Thursday, October 15, 2009

Alec Baldwin ~ A Letter From a Reader of My Book





Alec Baldwin

Alec Baldwin

Posted: October 15, 2009 03:50 PM

A Letter From a Reader of My Book

The following is a letter that I recently received from a man in California:

Dear Alec Baldwin,


I am a divorced father living in (name of city) in the San Francisco Bay area. My ex-wife has primary custody of our 11 year-old daughter. I read your book (A Promise to Ourselves: A Journey through Fatherhood and Divorce; St. Martin's Press) and I also saw you speak during your book promotion at the Commonwealth Club here. Needless to say, I identified with your story and those of others depicted in your book to a great degree.

**QUESTIONS TO ANSWER:**
(1) Copy the post word for word, starting at "The following is" and ending at "a great degree.".
(2) List every name of a person, place, book, publisher, or organization in the post.
Rely only on the post about a reader's letter.

**ENTRIES SHOWN:**

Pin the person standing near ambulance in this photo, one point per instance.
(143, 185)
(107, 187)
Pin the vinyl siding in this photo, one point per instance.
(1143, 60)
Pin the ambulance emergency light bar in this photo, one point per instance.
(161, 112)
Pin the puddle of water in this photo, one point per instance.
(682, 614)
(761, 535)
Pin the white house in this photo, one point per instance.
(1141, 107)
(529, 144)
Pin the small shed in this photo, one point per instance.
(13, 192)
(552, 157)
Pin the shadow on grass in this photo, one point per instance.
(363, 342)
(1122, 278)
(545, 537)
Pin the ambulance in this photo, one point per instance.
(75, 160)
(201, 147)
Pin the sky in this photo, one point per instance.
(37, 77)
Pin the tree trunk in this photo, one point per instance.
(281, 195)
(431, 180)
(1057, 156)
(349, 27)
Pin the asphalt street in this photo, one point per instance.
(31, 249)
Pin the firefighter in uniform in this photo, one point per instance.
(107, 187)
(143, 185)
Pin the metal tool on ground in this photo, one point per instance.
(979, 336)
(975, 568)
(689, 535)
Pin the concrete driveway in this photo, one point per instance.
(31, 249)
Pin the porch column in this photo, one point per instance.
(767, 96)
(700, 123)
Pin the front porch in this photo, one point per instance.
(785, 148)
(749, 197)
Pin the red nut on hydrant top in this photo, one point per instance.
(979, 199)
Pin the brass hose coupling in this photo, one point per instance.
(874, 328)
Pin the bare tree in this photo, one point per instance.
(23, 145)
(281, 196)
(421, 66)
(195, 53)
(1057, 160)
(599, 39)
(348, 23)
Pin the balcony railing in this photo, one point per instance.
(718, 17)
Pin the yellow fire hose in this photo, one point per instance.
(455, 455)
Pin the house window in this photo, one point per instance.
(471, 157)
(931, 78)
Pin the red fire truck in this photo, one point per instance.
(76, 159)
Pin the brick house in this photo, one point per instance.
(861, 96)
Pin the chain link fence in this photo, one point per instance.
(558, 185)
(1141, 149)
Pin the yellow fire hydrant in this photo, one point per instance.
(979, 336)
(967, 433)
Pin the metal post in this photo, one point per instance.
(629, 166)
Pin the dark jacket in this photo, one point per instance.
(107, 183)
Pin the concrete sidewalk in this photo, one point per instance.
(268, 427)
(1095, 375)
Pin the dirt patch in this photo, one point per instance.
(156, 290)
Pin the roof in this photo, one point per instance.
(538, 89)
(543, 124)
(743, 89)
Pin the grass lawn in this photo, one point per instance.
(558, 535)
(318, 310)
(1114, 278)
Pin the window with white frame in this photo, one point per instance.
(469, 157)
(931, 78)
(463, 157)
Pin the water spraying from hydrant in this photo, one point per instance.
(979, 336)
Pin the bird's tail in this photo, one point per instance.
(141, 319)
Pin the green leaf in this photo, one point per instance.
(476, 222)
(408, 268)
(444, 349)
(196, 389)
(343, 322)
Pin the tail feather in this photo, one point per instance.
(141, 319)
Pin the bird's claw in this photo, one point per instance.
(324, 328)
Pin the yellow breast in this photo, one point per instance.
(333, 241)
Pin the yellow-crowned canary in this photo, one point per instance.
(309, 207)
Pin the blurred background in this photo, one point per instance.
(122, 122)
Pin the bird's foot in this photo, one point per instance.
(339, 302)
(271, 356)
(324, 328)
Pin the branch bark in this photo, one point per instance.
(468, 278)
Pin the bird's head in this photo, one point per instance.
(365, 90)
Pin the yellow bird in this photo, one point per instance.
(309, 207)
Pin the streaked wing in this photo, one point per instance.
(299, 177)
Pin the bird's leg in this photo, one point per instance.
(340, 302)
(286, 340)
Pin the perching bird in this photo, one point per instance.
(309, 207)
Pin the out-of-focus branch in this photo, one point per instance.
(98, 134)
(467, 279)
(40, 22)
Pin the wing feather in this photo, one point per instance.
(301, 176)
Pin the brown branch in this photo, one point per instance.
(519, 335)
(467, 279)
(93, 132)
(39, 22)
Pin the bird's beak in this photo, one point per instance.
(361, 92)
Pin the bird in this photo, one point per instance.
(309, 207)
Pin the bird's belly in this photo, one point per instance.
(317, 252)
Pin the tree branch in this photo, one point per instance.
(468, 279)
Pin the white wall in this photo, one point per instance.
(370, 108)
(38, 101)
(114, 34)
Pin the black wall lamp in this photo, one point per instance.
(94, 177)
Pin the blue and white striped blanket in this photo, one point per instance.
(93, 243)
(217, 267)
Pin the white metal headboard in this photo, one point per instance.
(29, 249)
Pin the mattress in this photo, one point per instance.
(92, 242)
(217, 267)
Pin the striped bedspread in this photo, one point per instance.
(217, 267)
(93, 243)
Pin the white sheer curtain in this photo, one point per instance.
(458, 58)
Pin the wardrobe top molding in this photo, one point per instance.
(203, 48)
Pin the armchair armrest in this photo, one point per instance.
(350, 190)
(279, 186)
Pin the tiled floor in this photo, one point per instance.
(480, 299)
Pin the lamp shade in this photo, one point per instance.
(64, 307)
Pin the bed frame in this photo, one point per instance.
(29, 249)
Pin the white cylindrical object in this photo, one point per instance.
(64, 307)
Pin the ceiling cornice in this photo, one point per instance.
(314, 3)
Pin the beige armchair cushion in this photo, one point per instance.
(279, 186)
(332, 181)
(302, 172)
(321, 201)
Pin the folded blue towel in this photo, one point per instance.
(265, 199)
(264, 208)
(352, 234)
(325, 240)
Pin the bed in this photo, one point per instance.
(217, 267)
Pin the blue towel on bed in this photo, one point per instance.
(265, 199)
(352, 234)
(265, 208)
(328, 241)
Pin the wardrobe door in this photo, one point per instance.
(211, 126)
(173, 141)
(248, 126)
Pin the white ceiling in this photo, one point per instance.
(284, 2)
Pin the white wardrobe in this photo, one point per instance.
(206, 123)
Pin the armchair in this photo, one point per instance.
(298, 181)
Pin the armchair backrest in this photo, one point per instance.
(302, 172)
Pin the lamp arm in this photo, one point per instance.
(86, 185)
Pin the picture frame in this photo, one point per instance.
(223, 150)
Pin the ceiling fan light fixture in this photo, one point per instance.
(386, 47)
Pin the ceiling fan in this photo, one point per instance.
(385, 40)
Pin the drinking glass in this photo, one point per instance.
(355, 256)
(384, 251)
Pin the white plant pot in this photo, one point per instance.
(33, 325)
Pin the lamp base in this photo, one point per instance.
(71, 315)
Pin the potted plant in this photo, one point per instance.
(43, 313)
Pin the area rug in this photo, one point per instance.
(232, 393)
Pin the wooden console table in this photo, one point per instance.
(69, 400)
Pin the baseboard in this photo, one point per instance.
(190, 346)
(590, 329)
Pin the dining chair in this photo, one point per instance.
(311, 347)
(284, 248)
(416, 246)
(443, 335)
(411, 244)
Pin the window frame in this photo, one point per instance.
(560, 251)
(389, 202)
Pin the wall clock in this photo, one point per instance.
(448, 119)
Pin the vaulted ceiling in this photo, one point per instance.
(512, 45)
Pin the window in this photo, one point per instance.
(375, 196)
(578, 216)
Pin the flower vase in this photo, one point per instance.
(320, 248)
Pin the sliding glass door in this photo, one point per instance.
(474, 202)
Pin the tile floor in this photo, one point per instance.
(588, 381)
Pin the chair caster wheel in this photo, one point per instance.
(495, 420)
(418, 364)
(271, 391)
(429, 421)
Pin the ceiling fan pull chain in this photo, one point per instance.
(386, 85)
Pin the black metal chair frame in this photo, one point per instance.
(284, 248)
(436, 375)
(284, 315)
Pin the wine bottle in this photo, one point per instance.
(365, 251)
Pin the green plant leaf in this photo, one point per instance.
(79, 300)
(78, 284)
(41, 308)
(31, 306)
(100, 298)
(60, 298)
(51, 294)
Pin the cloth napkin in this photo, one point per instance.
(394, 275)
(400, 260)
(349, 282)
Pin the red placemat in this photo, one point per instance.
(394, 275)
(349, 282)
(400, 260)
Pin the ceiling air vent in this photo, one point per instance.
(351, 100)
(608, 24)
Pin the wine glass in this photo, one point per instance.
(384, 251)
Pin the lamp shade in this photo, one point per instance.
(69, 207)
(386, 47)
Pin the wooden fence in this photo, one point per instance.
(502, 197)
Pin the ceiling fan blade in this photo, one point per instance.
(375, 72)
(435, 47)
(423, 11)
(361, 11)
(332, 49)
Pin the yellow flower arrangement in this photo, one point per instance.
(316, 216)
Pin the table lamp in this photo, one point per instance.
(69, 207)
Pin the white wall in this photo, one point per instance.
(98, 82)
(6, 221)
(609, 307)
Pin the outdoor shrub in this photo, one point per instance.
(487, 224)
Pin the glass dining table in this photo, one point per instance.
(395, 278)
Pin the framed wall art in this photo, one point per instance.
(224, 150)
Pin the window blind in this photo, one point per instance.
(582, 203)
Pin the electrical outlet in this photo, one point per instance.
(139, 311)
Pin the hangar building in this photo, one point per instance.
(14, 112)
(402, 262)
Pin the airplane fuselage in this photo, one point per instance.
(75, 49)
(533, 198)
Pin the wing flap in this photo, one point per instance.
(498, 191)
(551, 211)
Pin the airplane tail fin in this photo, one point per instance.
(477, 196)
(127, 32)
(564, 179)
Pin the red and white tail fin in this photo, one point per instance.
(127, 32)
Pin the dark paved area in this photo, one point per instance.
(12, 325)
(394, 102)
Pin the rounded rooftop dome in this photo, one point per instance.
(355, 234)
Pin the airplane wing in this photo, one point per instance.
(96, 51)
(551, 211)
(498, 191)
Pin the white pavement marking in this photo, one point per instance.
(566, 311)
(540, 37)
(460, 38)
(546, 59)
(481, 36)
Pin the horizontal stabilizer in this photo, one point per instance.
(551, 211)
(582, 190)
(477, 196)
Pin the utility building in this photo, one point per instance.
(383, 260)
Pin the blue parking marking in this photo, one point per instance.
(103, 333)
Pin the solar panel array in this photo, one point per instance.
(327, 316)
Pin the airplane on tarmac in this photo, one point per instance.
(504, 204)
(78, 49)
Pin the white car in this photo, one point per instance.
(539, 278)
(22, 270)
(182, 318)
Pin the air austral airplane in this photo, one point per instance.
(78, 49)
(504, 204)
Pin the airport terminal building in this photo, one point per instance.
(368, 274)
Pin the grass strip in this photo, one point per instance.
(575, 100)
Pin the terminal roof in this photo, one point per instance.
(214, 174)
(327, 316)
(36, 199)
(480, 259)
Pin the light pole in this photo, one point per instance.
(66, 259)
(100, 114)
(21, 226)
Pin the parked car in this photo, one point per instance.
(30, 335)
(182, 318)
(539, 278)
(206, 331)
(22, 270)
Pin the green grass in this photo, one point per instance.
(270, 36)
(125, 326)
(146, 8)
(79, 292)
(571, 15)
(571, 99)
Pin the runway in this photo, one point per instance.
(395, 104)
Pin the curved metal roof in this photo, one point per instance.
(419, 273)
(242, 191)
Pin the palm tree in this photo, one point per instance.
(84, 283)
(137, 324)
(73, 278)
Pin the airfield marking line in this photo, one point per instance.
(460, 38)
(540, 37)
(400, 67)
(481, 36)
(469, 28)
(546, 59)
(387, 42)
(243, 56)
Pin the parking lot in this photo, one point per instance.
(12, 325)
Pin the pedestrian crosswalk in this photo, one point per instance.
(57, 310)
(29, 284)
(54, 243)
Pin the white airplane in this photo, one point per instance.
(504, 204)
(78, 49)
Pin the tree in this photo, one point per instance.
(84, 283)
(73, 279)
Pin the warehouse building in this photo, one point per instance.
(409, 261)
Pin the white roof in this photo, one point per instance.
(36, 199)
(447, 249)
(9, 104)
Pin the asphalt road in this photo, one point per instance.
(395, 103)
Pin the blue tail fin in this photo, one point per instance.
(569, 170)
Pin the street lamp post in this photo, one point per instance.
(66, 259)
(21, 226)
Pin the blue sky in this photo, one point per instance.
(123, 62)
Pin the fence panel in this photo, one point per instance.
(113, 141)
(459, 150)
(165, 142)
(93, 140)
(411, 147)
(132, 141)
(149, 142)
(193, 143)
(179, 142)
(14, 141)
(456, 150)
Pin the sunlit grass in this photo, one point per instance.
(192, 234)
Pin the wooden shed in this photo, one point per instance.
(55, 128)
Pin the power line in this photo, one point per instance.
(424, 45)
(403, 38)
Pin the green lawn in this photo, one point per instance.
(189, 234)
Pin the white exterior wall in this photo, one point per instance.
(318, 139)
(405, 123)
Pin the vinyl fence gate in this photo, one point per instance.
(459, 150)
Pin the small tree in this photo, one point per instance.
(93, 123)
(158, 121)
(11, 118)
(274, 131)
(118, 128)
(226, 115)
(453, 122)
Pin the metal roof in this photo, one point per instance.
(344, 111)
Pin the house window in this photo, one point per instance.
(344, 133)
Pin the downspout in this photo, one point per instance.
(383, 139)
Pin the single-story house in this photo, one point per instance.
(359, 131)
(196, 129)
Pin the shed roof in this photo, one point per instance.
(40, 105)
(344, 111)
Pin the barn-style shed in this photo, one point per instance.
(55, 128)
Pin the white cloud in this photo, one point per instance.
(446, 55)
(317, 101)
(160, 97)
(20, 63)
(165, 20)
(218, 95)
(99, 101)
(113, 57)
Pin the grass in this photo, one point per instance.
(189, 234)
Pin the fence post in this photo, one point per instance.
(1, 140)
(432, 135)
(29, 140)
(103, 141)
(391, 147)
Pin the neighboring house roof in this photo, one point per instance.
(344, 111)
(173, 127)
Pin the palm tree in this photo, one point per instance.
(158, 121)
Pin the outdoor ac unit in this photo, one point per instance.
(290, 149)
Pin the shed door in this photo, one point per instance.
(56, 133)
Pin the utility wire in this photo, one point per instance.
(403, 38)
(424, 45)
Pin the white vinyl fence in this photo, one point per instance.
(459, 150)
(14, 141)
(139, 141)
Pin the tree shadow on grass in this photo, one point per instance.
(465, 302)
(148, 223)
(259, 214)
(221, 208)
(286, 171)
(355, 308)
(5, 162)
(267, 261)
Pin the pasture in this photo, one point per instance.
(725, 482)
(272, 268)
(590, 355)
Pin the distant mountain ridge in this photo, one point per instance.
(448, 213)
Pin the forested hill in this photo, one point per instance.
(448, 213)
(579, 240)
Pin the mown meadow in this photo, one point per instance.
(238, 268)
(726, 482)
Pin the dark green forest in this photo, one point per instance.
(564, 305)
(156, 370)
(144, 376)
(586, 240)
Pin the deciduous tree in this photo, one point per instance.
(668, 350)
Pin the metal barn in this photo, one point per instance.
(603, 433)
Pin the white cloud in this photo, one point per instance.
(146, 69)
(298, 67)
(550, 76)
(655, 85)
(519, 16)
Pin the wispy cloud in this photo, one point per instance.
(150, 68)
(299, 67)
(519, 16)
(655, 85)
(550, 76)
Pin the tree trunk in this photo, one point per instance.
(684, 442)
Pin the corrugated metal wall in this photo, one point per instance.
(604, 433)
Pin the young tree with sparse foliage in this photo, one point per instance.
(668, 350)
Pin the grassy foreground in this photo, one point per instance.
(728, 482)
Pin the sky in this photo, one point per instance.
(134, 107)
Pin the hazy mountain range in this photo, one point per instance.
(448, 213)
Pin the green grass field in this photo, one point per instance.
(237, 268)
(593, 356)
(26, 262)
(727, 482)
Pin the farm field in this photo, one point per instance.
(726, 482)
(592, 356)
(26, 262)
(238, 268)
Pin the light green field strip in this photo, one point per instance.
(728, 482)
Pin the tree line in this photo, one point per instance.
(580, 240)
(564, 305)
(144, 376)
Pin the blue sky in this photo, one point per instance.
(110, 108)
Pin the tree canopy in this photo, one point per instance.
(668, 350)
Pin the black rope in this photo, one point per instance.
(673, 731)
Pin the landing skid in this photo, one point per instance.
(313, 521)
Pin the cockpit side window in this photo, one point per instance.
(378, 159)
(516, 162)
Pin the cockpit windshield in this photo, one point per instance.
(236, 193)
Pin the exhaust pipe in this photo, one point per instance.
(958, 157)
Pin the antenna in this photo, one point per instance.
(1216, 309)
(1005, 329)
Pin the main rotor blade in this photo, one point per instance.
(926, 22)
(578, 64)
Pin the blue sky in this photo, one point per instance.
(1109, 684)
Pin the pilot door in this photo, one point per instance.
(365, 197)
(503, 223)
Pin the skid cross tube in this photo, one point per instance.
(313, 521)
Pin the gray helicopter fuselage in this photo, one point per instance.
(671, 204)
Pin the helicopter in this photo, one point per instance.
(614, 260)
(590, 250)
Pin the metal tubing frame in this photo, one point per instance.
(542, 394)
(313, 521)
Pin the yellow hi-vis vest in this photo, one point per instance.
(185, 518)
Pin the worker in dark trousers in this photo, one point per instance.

**TASK-BY-TASK RESULTS:**
(1)
The following is a letter that I recently received from a man in California:

Dear Alec Baldwin,


I am a divorced father living in (name of city) in the San Francisco Bay area. My ex-wife has primary custody of our 11 year-old daughter. I read your book (A Promise to Ourselves: A Journey through Fatherhood and Divorce; St. Martin's Press) and I also saw you speak during your book promotion at the Commonwealth Club here. Needless to say, I identified with your story and those of others depicted in your book to a great degree.

(2)
- Alec Baldwin
- California
- San Francisco Bay area
- A Promise to Ourselves: A Journey through Fatherhood and Divorce
- St. Martin's Press
- Commonwealth Club